**Stated problem 1:**
In the text on Algol's eclipses, how many seconds longer does light from the next eclipse take to reach Earth than light from the earlier one?
**Stated problem 2:**
According to the text on Algol's eclipses, why would NASA have had to keep adjusting the orbiter's orbit if light speed depended on the measurer's motion?

**Quoted text:**
At the moment the light from one eclipse of Algol occurs, Algol is a certain distance from Earth. If Earth and Algol are moving apart at 66629 mph, then 2.867321 days later, when the light for the next eclipse occurs, Algol will be 4585121.54 miles or 24.6162 light seconds further away from the Earth when that light leaves, This means that the light from this eclipse, traveling at c relative to the Earth, take 24.6162 seconds longer to travel to the Earth than the light from the earlier eclipse did. If the eclipses occurred 2.867321 days apart at Algol, the Earth would see them 24.6162 seconds or 0.00028491 days further apart 2.867321 + 0.00028491 =2.86760591 days apart which is also close to the given time. (quibbling about the small difference here does no good because the Earth's orbital speed itself varies by some 2240.3 mph (.6223 miles per sec) over over the course of an orbit, which would result in a larger difference in answers than what we got.)
The point is that I can get the same type of spacing between observed eclipses by assuming that light does travel at c relative to the Earth.
And as I've already indicated, we have done experiments to find out which model gives the correct answer, and the Relativistic model came out the winner.
This was demonstrated some yeas ago with in a practical situation. NASA had sent a pair of probes to one of the moons of one of the gas giants. One of pair was a lander and the other an orbiter. The lander would send info to the orbiter to be relayed back to Earth. The problem was that there was a glitch in the communication between the two. A communication protocol had been set up that required a very narrow frequency tolerance between the two and they were offset from each each other and they couldn't talk back and forth. The solution they came up with was to adjust the orbit of the probe so that when it was receiving from the lander, their relative velocity was just the right magnitude for Doppler shift to correct for the offset.
So here's the thing. Relativistic Doppler shift only depends on the relative velocity difference between source and receiver, while a model that assumes that the speed of light relative to the one doing the measuring depends on it motion, then the Doppler shift depends on both the source's and receiver's motion with respect to some fixed frame. Now we are dealing with an receiver which is orbiting a moon, which is in turn orbiting a planet, which in turn is orbiting the Sun. This means that after every orbit of the probe, the Moon will have moved some in its orbit and will be moving at a slightly different velocity relative top the Sun than is was before, this means that both the Orbiter's and lander's velocities will have changed, which in turn changes the Doppler shift. Thus in order to keep the shift to the precise value needed for the correction, NASA would have had keep adjusting the orbiter's orbit. They didn't. (If they had, it would have meant that there was something amiss with the prediction of Relativistic Doppler shift and there would have been quite a stir in scientific circles.)
The problem you are having is that you are trying to apply Newtonian physics to a universe that operates by Einsteinian rules.
The Earth measures light coming from Algol as moving at c relative to the Earth both when it is moving towards and away from Algol. The Earth now has a different velocity relative to the Earth 6 months from now or 6 months ago, and thus measures time and space differently. (This is the whole gist of Relativity, it involves a whole new model for space and time than Newtonian Physics uses.)

**Data shown:**
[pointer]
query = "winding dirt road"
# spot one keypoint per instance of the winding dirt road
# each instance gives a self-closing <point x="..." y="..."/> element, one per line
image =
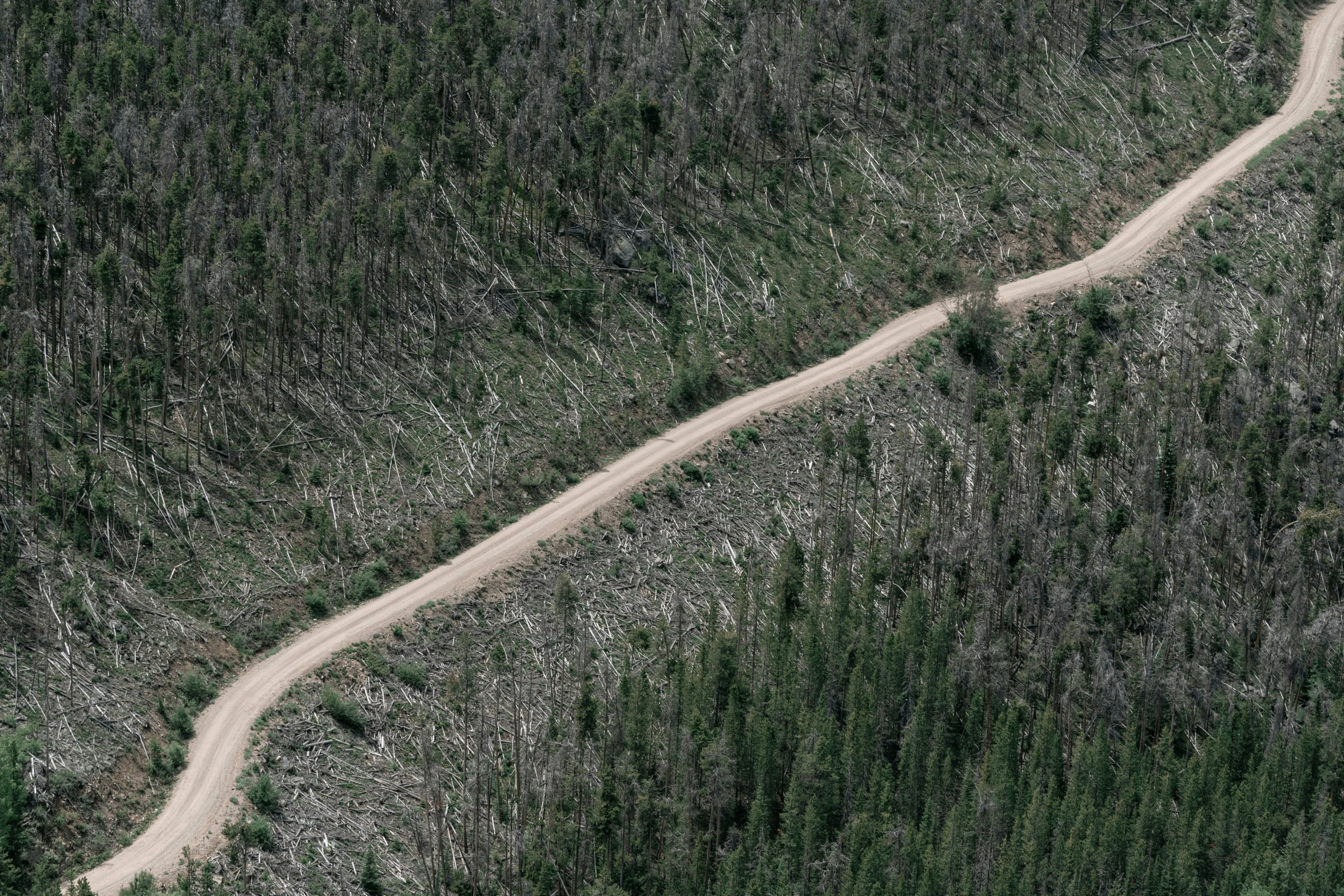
<point x="199" y="804"/>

**Correct output 1:**
24.6162 seconds.

**Correct output 2:**
Under that model, the Doppler shift would depend on both the orbiter's and the lander's motion relative to a fixed frame. After each orbit, the moon would have moved in its orbit and would have a slightly different velocity relative to the Sun. That would change both probes' velocities and therefore the Doppler shift needed for the correction.